Ermittle im Material jede Zeile, die die Zeichenfolge "tree" enthält, und gib diese Zeilen vollständig wieder.

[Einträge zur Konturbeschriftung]

====================

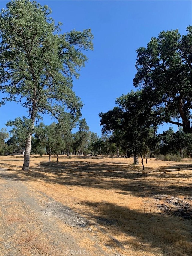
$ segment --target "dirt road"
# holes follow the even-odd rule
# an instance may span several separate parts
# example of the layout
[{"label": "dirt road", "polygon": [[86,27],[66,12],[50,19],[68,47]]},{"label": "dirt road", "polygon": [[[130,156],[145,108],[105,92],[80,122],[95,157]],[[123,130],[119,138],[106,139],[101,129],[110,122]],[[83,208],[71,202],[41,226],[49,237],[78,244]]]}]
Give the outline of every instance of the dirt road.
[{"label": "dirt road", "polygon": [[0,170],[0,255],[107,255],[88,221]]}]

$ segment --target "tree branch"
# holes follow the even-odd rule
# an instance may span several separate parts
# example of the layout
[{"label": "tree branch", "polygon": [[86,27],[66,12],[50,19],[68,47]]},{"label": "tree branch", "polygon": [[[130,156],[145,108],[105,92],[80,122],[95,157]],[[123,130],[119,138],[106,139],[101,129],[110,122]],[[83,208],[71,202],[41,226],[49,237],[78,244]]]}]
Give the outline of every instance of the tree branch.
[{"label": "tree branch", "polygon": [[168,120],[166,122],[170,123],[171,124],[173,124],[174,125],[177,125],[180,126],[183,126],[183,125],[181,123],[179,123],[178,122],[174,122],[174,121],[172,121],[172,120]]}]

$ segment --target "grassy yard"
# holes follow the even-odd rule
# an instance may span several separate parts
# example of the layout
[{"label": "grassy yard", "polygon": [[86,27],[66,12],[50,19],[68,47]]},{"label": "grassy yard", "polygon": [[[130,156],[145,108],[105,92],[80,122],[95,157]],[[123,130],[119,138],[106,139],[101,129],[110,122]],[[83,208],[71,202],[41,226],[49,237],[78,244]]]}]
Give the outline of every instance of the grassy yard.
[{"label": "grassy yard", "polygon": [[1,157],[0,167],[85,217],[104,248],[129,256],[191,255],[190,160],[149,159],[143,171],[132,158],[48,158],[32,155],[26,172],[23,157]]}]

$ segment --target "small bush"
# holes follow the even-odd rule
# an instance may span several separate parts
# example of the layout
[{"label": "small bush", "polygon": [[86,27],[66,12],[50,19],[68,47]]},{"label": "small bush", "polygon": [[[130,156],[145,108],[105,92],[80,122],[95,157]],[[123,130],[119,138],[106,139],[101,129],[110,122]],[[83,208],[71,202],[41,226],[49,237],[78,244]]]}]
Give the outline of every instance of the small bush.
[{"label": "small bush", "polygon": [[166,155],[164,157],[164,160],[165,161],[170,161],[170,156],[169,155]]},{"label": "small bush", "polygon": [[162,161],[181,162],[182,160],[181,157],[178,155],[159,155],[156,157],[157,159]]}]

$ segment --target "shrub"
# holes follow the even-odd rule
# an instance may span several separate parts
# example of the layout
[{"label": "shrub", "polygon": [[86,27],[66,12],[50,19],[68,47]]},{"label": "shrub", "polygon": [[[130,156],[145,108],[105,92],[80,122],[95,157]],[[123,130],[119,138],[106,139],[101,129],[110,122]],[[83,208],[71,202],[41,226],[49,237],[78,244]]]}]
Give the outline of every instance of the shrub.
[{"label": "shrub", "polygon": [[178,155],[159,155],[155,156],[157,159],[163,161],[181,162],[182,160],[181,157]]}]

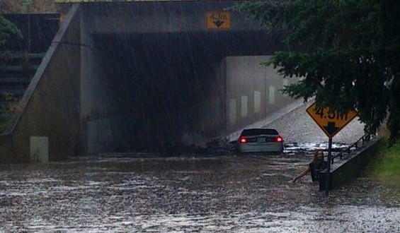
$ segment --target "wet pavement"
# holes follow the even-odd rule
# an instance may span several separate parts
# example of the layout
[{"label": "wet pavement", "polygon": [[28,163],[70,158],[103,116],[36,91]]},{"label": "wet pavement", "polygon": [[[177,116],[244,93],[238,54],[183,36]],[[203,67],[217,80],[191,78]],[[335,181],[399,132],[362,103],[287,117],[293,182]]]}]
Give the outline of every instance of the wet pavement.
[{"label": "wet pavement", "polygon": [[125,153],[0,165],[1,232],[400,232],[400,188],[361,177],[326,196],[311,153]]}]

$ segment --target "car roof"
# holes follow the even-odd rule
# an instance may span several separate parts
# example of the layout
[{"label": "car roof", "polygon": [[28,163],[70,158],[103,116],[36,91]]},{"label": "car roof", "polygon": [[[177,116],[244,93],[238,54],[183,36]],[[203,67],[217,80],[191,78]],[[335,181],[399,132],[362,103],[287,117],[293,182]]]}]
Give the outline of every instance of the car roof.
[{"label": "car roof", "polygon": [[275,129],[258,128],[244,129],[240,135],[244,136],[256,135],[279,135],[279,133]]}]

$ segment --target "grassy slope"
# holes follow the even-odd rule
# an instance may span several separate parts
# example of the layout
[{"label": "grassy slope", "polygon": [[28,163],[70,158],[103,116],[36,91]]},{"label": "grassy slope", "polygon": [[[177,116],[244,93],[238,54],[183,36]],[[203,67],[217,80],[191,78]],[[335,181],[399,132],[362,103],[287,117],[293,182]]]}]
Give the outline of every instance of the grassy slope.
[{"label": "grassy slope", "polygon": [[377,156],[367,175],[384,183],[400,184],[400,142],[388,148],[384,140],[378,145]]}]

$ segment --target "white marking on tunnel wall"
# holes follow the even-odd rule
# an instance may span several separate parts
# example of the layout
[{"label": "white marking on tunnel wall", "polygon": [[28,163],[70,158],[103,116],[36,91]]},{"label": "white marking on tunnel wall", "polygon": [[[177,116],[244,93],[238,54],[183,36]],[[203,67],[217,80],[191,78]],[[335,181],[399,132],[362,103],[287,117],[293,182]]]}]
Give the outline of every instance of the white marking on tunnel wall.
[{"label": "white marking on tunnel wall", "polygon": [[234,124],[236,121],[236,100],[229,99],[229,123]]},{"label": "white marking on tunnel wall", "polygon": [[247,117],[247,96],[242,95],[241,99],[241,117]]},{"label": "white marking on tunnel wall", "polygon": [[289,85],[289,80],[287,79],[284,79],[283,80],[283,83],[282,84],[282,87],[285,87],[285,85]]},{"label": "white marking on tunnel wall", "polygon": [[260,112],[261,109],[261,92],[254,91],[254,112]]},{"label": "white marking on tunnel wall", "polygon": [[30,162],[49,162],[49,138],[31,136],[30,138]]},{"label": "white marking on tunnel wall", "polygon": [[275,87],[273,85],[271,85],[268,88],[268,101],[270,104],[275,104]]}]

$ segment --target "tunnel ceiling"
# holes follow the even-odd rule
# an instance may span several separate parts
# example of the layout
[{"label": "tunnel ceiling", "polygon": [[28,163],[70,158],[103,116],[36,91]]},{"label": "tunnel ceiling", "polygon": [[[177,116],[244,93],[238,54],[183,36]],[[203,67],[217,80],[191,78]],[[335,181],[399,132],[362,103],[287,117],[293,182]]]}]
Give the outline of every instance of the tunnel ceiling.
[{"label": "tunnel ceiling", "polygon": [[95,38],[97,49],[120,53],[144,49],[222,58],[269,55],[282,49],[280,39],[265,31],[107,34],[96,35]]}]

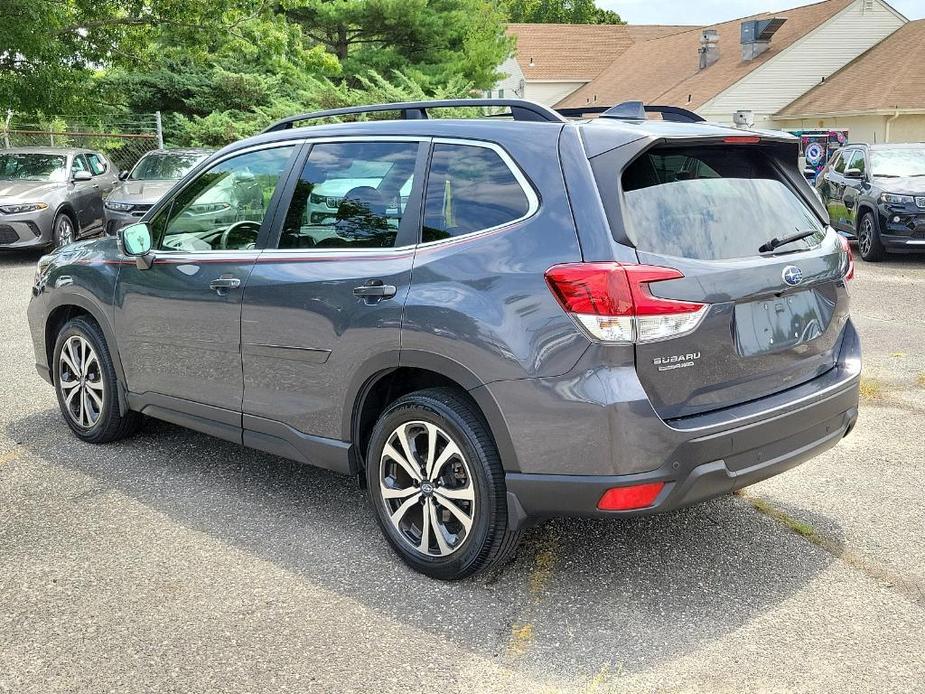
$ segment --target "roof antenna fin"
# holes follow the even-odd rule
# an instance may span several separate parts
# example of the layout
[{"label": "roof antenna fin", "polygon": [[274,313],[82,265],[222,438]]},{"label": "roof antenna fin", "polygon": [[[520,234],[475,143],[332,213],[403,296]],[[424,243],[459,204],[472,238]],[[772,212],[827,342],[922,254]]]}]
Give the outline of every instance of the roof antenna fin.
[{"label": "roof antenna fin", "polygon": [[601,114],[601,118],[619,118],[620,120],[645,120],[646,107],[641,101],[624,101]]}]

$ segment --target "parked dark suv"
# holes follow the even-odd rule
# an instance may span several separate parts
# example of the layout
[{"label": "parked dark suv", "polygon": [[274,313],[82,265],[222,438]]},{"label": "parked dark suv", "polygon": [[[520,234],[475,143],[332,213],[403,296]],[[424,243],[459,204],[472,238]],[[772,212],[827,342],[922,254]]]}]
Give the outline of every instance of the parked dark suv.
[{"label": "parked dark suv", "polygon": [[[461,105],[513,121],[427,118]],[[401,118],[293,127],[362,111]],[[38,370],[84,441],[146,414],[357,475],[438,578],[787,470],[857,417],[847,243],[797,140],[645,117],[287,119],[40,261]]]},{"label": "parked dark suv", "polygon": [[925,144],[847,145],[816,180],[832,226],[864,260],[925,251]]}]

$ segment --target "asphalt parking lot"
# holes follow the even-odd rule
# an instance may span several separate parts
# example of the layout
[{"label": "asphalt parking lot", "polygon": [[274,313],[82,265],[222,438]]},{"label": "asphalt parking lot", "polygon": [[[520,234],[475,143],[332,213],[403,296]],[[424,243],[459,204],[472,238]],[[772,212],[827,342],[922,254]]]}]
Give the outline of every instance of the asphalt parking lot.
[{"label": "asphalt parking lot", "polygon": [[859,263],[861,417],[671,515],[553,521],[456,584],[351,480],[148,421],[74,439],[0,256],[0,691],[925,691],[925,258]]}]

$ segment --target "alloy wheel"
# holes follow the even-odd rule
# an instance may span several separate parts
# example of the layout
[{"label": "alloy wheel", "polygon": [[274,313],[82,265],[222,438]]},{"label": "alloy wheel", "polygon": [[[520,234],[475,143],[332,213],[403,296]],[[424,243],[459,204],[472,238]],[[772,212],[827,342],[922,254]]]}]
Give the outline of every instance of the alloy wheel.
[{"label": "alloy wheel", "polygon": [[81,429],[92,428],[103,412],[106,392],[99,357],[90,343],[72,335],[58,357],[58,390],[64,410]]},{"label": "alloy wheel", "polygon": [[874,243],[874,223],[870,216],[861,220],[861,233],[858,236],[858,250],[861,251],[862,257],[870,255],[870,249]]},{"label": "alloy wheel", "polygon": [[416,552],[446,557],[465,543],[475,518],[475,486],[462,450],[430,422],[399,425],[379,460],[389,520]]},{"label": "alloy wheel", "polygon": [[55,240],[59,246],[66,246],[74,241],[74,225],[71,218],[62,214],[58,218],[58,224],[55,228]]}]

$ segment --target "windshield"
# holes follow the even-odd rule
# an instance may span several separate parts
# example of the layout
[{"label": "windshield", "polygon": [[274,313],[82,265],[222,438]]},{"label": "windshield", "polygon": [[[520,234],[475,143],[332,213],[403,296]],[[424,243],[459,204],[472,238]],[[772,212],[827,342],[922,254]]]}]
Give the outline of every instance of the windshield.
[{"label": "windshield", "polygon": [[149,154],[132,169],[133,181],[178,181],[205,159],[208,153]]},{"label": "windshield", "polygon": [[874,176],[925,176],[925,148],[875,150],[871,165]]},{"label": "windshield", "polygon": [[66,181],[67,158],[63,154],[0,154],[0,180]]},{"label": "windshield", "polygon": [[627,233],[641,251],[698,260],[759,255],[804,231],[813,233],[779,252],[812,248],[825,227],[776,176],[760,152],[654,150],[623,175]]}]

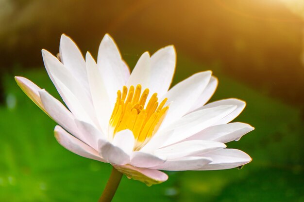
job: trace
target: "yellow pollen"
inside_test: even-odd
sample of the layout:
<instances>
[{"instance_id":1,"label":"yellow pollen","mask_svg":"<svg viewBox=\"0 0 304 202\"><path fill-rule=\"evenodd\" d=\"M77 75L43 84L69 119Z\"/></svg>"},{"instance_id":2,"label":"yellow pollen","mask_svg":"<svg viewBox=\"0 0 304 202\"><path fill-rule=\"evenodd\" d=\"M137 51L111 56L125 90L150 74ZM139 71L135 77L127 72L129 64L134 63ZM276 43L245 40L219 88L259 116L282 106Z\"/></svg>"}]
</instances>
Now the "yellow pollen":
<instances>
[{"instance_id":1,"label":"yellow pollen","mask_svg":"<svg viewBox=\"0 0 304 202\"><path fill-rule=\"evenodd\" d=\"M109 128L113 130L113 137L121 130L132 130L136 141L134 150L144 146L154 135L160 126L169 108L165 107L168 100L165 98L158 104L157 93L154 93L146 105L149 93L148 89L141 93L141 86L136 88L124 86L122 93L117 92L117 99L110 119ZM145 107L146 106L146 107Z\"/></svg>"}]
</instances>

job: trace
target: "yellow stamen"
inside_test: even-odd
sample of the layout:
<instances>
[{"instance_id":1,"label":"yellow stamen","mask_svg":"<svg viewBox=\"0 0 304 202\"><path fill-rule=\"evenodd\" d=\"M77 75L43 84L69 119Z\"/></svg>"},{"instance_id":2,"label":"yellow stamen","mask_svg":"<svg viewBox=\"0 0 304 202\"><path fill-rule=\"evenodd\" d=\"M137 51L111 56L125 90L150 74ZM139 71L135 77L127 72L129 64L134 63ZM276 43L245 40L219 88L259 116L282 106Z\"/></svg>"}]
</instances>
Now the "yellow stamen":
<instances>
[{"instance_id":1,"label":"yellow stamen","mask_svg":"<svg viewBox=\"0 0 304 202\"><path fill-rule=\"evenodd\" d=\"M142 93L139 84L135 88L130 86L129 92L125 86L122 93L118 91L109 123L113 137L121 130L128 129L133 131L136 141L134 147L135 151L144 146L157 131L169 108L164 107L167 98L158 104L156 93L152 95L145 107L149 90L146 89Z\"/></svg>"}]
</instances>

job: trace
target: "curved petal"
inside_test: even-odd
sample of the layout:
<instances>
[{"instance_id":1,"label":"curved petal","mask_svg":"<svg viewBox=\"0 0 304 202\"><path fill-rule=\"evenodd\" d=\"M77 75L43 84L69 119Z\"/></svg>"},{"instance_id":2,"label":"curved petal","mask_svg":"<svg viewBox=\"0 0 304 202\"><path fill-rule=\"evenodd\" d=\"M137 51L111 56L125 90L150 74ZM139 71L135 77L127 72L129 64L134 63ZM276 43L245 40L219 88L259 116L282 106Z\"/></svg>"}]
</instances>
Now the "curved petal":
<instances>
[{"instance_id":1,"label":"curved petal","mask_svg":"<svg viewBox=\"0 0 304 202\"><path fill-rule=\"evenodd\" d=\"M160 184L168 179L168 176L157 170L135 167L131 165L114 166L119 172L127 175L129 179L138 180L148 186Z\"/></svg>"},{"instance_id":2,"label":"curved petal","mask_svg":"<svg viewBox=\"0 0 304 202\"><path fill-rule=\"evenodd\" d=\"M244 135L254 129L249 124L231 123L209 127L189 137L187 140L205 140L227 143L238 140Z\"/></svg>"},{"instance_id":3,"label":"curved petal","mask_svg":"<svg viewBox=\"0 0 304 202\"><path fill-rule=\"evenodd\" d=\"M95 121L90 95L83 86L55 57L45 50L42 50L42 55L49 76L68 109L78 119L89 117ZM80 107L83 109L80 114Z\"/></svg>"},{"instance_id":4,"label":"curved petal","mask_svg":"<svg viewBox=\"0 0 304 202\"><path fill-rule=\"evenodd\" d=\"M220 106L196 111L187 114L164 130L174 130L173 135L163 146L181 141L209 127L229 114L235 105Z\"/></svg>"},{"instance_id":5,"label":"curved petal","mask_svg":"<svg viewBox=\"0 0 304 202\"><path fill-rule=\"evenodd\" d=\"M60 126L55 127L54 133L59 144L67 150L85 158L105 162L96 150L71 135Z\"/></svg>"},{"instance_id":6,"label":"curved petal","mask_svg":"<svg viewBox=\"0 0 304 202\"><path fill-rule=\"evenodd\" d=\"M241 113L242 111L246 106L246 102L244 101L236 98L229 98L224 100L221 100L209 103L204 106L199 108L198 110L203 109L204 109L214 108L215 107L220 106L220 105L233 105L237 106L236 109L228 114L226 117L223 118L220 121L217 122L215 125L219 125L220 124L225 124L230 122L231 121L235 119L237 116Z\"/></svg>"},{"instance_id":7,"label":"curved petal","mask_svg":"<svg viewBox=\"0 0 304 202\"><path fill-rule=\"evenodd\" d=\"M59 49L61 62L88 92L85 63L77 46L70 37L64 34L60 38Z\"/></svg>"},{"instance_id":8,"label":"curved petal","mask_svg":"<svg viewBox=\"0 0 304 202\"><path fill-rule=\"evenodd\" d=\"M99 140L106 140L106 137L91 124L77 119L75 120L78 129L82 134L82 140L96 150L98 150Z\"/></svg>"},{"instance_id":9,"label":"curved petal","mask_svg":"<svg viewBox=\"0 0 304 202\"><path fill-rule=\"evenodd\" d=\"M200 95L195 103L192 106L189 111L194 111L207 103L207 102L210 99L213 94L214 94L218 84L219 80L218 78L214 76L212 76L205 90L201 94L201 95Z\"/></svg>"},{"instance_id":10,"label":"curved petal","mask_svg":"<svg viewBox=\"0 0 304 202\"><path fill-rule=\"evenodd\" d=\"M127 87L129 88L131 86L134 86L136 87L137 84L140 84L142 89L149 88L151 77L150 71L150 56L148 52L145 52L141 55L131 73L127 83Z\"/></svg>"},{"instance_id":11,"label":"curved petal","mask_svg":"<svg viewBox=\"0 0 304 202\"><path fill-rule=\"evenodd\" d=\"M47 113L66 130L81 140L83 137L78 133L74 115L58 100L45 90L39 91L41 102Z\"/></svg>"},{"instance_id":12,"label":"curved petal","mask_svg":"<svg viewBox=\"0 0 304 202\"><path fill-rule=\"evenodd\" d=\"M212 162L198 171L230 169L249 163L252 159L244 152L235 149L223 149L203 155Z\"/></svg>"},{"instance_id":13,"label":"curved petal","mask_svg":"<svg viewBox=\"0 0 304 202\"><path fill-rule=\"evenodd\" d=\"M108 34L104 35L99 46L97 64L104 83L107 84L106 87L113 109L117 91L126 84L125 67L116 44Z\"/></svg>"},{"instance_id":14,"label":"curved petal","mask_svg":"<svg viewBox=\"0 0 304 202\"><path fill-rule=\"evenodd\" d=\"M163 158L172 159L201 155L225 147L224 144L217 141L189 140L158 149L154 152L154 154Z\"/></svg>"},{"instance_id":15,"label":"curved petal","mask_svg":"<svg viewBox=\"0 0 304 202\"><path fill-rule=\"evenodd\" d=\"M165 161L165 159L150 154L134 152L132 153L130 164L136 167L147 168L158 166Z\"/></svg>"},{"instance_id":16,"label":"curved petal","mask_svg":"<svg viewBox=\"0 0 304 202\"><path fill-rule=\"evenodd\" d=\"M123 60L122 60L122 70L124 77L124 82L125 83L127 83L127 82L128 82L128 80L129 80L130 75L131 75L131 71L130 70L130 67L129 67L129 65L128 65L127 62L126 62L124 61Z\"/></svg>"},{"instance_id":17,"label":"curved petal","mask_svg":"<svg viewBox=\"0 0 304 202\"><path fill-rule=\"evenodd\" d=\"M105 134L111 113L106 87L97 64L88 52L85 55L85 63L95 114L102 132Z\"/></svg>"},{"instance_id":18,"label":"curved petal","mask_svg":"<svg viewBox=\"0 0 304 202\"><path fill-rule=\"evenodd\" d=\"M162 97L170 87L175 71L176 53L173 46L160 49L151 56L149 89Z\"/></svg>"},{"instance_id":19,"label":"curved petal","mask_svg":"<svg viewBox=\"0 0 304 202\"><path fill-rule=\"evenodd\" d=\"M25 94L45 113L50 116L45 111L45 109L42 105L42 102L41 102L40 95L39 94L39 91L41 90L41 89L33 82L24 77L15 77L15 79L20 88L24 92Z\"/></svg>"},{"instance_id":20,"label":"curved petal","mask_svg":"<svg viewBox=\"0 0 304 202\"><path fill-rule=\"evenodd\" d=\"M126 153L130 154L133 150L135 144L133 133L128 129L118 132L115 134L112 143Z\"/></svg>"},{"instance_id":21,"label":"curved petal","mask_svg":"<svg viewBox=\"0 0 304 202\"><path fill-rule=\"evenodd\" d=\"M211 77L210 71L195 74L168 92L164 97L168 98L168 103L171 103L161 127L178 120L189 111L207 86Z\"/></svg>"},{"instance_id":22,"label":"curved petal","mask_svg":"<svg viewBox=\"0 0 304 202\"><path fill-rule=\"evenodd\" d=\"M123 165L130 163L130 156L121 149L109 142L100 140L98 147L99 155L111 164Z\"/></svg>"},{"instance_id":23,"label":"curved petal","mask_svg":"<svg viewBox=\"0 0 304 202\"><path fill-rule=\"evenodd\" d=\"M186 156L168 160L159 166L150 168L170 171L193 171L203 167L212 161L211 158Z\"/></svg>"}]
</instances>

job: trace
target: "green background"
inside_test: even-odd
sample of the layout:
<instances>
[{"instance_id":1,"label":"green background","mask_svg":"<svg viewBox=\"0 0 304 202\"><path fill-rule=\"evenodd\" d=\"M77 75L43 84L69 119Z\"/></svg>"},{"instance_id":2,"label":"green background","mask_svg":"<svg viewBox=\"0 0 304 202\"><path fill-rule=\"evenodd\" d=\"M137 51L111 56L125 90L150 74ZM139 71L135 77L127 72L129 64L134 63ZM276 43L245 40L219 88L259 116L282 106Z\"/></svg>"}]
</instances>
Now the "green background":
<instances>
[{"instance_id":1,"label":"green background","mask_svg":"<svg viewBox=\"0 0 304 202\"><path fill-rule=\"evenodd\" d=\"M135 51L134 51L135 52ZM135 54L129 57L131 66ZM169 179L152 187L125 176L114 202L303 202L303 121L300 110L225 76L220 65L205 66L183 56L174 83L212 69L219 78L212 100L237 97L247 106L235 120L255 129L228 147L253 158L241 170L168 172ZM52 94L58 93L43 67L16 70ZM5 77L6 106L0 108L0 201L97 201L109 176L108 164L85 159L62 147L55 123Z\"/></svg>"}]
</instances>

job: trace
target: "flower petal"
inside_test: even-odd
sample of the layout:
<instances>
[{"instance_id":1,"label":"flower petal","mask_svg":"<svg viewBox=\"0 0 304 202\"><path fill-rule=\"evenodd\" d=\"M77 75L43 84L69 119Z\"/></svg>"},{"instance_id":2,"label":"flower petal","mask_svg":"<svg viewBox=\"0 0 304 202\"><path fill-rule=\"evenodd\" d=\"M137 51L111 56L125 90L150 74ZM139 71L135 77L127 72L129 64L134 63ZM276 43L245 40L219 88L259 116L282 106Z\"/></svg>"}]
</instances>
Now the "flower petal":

====================

* ENDERGEBNIS *
$ segment --target "tree branch"
[{"label": "tree branch", "polygon": [[86,27],[66,12],[50,19],[68,47]]},{"label": "tree branch", "polygon": [[[130,156],[145,108],[105,92],[80,122],[95,157]],[[123,130],[119,138],[106,139],[101,129],[110,122]],[[83,208],[71,202],[41,226],[49,237],[78,244]]]}]
Give the outline of every instance of the tree branch.
[{"label": "tree branch", "polygon": [[168,120],[166,122],[170,123],[171,124],[173,124],[174,125],[177,125],[180,126],[183,126],[183,125],[181,123],[179,123],[178,122],[174,122],[174,121],[172,121],[172,120]]}]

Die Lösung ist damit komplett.